Supplied material:
:::
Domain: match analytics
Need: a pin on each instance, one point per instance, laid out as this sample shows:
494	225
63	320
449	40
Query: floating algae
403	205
:::
Exercise: Reproduce all the lines above, requests included, and scale every point coordinate in the answers by 2.1, rounding each result to a whole number with halves rounded up. Keep the numbers in the requests and in their format samples unchanged.

Completed task:
Domain: match analytics
Need: a pin on each instance, one point per instance, laid out as this sample shows:
494	225
63	320
449	40
Query: floating algae
846	431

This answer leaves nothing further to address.